FIG. 2 is a schematic illustration of the procedure for applying a solution containing EDTA to a synthetic brine sample for analysis in a SERS device.



FIG. 3 is a graphic illustration of the impact of addition of EDTA to samples of synthetic brine containing corrosion inhibitor in low concentration in SERS detection.



FIG. 4 contains two photographic illustrations of oilfield brine samples containing corrosion inhibitors and the effect of pH on precipitation of the solids in the samples.



FIG. 5 is a graphic illustration showing the SERS device detection of corrosion inhibitors in the oilfield brine samples shown in FIG. 3 having varying low pH levels.



FIG. 6 contains photographic illustrations of fluid samples containing a corrosion inhibitor 1 (“CI-1”) collected and analyzed in the field and fluid samples containing CI-1 collected in the field but shipped to a central lab.





DETAILED DESCRIPTION

It has been discovered that a portable SERS device may be used to detect, quantify, and/or monitor corrosion inhibiting chemicals, such as thiols, quaternary amines, and the like, used to protect metal surfaces in oil and gas production and refining systems and other industrial systems that are contacted by fluids, which are often ionic in nature, to manage corrosion treatment in such systems, wherein the detection, quantification, and/or monitoring may be carried out in a variety of conditions, including when the corrosion inhibiting chemicals are present in the oilfield fluid in low (i.e. residual) concentrations.


As used herein, “oil and gas production and refining system” means a combination of technology, equipment, conduits, devices, and the facilities housing the foregoing that are used in the production and refining of energy sources recovered from subterranean reservoirs and geothermal wells. Much of the technology, equipment, conduits, and devices in such systems have metal surfaces that come into contact with various types of fluids. The types of metal surfaces found in oil and gas production and refining systems include, but are not limited to, an iron-containing surface, such as steel; carbon steel; an aluminum-containing surface; yellow metal surfaces, such as copper and copper alloys; and combinations thereof. It is these surfaces that are protected against corrosion by the corrosion inhibitors.

• • •

**PROBLEMS AND TASKS:**
(1) Answer these about the corrosion inhibitor text:
(a) According to the description of FIG. 4, what factor's effect on the precipitation of solids in the samples is shown?
(b) What kind of device has been discovered to be usable for detecting corrosion inhibiting chemicals?
(c) Which examples of yellow metal surfaces are listed?
(2) Print everything in the corrosion inhibitor text from "FIG. 5 is a" down to "a central lab.".

• • •

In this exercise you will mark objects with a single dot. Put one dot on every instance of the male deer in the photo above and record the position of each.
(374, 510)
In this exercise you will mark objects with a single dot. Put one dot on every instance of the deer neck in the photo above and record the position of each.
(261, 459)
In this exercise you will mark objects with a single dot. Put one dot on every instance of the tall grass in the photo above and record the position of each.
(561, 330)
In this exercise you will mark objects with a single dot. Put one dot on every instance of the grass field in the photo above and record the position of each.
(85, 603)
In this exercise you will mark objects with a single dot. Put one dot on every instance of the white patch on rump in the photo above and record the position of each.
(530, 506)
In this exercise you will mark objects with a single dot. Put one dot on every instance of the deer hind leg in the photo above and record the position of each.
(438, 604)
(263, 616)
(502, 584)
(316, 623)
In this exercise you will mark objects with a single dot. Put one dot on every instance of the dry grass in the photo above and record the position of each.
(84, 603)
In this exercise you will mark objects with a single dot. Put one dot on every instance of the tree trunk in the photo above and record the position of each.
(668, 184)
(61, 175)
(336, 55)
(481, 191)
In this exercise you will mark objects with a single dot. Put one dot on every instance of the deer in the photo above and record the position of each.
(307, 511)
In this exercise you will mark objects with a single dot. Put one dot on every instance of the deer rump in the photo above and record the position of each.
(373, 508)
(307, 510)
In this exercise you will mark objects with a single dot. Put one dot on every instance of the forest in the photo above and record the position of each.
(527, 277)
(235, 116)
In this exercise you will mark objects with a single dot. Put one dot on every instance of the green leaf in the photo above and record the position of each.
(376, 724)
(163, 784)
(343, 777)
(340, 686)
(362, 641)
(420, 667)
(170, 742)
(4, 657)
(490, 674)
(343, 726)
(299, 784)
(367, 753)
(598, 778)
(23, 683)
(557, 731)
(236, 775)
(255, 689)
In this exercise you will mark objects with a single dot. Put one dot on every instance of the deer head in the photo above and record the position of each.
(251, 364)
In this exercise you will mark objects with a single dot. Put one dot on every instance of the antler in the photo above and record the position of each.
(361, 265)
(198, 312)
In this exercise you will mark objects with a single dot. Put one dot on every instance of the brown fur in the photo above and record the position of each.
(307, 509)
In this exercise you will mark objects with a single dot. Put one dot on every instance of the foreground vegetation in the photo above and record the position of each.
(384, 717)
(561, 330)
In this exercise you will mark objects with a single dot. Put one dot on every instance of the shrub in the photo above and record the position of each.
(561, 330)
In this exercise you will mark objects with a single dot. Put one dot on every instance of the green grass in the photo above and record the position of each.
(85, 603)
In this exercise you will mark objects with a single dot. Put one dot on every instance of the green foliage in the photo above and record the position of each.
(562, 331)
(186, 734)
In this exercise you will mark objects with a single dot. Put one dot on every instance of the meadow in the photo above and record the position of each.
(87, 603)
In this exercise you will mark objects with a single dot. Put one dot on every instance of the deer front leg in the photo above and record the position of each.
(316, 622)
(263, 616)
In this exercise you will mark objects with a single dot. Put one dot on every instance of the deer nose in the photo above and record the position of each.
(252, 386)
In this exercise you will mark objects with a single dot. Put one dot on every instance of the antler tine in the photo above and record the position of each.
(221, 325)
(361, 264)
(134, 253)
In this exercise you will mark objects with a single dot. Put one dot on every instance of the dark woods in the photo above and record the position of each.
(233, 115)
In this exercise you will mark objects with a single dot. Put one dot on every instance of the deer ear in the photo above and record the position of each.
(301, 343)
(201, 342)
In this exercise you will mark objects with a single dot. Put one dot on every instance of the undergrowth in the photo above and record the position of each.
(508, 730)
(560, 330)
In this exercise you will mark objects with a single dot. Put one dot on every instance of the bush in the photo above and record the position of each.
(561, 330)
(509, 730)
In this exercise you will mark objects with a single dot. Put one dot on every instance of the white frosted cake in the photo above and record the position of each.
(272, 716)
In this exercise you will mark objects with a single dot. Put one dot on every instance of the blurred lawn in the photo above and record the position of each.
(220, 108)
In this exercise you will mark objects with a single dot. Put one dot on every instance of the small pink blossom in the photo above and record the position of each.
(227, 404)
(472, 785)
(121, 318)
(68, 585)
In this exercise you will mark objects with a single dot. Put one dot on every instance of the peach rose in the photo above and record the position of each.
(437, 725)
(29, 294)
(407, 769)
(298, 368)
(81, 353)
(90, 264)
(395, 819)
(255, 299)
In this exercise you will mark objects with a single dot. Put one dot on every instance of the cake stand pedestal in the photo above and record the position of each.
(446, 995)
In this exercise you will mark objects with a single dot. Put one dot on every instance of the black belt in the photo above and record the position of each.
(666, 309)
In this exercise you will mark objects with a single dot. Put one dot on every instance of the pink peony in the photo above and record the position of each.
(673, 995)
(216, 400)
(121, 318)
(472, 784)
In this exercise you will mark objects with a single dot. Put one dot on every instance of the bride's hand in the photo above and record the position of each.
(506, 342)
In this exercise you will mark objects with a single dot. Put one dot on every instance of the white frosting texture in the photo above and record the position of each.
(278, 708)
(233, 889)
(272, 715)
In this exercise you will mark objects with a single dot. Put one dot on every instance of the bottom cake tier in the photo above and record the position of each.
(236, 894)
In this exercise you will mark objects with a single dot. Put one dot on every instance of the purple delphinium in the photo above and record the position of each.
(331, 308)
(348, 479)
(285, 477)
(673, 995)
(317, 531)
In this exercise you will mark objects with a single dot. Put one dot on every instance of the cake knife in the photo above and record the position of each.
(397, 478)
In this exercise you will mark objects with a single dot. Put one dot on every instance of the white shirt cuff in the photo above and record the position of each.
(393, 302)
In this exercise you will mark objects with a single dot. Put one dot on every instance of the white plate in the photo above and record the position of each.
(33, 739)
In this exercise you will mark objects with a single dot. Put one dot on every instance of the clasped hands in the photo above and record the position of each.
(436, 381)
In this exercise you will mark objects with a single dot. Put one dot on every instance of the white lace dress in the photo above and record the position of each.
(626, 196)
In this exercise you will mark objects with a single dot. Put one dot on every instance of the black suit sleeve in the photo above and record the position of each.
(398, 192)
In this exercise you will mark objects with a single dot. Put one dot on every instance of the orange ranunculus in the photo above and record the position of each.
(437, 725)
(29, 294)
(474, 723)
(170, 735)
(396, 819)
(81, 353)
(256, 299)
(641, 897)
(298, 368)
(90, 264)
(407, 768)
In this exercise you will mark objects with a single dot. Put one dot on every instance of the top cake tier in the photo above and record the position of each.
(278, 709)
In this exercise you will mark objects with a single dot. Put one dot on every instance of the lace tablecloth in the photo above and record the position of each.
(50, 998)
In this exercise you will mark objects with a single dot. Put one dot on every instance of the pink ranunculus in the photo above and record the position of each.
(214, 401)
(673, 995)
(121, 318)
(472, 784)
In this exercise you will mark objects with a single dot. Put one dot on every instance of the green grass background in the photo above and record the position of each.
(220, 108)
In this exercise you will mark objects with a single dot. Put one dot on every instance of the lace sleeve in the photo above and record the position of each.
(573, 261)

• • •

**THE SOLUTIONS:**
(1)
(a) pH
(b) A portable SERS device
(c) Copper and copper alloys

(2)
FIG. 5 is a graphic illustration showing the SERS device detection of corrosion inhibitors in the oilfield brine samples shown in FIG. 3 having varying low pH levels.



FIG. 6 contains photographic illustrations of fluid samples containing a corrosion inhibitor 1 (“CI-1”) collected and analyzed in the field and fluid samples containing CI-1 collected in the field but shipped to a central lab.